> [Assigned task]:
Scan the material that follows. Copy every line containing the word "clock".

> [Material for this exercise]:
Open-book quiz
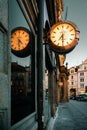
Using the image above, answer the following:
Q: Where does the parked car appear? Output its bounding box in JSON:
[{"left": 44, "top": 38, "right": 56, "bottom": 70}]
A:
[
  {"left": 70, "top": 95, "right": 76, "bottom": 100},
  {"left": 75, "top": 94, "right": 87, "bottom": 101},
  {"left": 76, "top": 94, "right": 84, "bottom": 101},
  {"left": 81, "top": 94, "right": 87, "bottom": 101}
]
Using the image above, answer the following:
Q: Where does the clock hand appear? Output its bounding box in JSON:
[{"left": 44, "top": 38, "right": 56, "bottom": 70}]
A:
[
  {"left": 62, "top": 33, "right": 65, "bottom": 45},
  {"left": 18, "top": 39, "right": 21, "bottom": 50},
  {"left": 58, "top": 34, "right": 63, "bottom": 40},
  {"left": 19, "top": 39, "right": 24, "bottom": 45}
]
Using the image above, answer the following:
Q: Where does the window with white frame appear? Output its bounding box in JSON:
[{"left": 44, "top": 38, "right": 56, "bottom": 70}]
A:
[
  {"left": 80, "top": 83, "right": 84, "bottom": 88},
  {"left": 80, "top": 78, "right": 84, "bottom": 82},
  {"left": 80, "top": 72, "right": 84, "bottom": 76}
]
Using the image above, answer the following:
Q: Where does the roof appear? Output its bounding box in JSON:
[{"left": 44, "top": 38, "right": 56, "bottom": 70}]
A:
...
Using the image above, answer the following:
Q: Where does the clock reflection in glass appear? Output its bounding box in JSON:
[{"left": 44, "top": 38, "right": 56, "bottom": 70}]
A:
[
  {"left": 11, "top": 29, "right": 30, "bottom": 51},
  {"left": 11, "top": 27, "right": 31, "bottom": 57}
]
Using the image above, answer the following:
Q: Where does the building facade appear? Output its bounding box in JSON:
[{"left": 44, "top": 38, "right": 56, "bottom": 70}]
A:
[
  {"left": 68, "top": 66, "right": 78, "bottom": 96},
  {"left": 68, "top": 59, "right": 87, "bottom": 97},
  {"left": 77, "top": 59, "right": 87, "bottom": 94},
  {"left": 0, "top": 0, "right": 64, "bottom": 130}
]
...
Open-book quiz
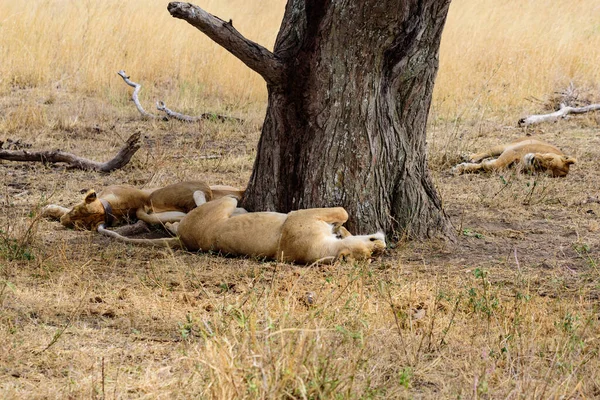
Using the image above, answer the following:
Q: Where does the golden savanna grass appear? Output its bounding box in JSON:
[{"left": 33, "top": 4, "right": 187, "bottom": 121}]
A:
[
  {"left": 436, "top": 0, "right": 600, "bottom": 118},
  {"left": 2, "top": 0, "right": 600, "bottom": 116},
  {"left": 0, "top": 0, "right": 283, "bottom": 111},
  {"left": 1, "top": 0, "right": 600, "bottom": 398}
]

> [Result]:
Q: Where does the clock hand appear? Output its bounding box in JSON:
Q: Where does the clock reflection in glass appear? Output its bounding box in JSON:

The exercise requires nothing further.